Find the string "button" in the data, and copy out each line that has it.

######

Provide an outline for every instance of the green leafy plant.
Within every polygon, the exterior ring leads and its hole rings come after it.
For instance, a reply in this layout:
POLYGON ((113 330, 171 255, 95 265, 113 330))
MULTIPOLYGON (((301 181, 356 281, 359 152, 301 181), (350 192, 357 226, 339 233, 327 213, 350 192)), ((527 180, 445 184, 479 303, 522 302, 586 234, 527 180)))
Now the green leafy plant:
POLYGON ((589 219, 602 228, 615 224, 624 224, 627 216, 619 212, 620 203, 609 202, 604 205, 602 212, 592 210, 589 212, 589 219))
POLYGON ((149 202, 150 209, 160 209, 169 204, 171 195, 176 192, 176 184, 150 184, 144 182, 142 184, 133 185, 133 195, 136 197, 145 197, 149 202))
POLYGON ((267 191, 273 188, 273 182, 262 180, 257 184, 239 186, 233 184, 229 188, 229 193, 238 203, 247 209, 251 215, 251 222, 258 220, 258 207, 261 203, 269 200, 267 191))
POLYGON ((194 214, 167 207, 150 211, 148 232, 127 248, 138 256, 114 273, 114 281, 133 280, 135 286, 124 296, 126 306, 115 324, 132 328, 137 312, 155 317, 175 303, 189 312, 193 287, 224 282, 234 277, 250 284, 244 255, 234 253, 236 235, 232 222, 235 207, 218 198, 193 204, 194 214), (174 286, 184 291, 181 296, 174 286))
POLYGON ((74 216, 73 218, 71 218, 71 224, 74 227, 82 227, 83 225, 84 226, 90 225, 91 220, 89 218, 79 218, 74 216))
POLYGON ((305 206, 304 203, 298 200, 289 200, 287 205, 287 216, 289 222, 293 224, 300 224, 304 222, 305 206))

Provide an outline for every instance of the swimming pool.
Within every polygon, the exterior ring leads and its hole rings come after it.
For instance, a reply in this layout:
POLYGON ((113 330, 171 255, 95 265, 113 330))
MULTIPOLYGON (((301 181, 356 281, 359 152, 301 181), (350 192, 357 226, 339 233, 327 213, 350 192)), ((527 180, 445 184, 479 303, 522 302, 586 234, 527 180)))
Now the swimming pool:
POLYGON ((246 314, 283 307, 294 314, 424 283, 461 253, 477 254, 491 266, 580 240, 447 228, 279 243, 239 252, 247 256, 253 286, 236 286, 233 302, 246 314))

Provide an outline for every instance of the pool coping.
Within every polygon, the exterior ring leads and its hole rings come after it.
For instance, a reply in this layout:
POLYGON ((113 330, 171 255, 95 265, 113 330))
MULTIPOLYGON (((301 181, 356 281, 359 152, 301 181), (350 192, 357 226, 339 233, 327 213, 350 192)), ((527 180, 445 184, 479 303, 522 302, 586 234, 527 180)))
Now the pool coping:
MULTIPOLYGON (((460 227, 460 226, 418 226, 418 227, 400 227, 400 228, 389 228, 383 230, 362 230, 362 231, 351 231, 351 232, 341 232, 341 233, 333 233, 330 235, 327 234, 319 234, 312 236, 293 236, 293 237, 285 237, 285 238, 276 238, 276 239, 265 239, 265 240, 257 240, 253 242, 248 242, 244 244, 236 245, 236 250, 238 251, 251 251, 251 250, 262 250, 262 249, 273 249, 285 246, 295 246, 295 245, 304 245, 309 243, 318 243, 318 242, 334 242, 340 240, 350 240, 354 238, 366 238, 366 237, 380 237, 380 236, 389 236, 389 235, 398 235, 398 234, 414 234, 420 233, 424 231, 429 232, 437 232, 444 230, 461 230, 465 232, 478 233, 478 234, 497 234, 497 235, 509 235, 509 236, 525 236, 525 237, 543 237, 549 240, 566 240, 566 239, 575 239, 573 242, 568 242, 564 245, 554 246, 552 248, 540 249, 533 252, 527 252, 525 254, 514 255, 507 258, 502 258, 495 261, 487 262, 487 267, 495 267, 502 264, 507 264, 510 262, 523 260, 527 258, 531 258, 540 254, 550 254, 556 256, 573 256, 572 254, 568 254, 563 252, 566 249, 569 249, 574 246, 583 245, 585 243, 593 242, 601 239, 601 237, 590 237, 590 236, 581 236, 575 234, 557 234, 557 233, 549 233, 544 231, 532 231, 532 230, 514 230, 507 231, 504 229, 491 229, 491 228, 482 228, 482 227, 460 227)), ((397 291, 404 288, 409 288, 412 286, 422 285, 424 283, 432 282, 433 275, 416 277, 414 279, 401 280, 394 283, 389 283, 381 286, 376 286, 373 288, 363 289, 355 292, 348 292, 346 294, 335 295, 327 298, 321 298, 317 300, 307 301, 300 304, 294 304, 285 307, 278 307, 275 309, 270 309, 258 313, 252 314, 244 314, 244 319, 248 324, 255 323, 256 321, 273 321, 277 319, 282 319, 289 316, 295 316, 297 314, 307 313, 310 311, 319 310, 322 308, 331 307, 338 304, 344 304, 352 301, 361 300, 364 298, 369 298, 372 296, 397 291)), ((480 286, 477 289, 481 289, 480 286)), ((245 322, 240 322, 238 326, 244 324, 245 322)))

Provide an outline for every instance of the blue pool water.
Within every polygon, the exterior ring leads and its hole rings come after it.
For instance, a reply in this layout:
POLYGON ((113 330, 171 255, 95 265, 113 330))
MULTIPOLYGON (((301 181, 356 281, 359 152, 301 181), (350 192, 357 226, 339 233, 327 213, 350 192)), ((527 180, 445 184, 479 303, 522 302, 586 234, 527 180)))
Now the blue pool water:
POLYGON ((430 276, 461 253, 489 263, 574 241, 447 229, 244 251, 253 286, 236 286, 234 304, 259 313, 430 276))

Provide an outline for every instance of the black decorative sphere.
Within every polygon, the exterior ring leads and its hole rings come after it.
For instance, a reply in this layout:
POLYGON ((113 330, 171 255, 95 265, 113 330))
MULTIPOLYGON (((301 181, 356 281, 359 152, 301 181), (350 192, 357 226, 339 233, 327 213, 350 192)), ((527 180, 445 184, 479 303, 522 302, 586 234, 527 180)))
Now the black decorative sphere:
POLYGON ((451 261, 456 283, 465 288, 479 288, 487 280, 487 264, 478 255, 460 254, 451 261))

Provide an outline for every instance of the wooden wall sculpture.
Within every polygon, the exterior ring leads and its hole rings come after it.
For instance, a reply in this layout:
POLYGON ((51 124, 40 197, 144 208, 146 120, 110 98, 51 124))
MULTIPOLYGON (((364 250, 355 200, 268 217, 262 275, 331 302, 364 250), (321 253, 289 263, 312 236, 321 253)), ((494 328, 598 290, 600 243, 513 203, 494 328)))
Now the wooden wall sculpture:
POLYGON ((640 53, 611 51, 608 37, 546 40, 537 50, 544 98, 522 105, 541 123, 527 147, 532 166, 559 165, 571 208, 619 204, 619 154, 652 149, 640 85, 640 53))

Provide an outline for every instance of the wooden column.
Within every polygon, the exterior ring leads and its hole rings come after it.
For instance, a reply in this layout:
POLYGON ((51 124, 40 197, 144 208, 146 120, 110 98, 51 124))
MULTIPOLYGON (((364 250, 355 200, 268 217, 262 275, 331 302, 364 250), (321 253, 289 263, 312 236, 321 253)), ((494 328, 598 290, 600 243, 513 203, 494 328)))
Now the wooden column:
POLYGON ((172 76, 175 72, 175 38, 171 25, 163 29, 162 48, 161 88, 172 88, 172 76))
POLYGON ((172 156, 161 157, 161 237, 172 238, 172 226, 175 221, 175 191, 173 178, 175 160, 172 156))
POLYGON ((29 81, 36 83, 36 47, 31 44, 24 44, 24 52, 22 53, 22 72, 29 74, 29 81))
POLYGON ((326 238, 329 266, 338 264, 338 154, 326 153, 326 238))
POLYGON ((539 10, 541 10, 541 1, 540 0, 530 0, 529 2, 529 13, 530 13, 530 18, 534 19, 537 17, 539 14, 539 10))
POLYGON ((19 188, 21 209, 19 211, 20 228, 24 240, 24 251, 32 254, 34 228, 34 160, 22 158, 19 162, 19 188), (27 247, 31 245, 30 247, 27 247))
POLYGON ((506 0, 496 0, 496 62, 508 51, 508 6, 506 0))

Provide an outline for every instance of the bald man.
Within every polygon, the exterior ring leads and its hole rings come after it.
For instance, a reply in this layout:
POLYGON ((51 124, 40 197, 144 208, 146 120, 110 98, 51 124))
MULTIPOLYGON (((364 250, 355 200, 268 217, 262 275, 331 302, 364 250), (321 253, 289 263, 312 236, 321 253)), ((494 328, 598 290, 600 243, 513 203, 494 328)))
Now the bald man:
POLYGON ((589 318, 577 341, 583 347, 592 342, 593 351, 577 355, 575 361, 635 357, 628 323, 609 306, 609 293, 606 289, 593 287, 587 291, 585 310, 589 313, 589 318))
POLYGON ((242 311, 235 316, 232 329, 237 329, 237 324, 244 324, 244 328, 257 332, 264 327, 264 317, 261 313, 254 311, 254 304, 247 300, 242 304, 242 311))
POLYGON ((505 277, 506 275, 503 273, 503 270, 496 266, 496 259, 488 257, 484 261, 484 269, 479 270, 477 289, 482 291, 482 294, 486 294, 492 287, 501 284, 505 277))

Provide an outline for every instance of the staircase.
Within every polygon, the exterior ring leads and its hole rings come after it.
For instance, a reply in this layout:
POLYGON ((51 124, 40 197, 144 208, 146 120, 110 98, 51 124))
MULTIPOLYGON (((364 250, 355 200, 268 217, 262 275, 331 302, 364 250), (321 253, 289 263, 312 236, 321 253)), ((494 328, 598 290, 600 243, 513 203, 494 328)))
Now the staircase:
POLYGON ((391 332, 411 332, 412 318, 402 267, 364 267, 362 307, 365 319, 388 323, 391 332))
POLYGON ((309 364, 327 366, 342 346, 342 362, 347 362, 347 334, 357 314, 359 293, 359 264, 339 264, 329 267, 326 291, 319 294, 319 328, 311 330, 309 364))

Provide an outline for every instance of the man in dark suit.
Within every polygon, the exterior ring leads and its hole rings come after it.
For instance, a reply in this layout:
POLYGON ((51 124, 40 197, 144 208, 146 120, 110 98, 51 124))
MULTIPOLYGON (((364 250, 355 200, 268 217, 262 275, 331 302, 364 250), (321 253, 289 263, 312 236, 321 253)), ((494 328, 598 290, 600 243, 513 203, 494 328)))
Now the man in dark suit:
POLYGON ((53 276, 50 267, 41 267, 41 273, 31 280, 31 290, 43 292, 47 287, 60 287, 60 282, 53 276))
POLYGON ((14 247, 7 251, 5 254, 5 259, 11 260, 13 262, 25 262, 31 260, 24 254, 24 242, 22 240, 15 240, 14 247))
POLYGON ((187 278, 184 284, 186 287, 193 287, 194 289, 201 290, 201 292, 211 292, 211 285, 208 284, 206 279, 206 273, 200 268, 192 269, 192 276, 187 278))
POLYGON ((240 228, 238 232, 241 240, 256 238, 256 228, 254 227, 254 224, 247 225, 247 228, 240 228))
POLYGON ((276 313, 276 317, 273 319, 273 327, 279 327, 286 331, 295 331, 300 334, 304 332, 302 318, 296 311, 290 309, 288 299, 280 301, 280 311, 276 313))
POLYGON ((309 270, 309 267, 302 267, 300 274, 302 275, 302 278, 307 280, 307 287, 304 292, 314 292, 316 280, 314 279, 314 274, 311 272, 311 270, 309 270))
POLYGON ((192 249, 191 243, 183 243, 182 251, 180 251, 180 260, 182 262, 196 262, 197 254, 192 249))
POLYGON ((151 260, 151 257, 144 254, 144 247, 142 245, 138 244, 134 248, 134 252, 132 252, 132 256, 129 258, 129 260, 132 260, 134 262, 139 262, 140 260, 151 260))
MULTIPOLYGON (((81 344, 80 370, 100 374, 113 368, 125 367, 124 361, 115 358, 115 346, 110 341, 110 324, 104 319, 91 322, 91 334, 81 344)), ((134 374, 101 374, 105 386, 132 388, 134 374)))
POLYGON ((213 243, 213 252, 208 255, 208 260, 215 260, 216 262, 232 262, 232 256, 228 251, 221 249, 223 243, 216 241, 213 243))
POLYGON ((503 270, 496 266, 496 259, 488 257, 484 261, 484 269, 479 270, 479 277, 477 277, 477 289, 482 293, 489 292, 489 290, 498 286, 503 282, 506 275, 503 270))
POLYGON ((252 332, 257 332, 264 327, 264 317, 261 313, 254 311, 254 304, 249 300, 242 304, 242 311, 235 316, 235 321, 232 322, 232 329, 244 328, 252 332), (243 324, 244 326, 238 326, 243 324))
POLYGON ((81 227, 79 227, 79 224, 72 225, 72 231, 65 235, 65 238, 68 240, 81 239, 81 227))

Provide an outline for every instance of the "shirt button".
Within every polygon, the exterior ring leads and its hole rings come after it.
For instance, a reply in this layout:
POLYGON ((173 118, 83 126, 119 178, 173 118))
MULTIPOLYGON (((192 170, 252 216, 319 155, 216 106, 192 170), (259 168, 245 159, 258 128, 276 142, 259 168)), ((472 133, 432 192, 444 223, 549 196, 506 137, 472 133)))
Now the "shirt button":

######

Result of this exercise -
Provide an outline for every instance of the "shirt button".
Now the "shirt button":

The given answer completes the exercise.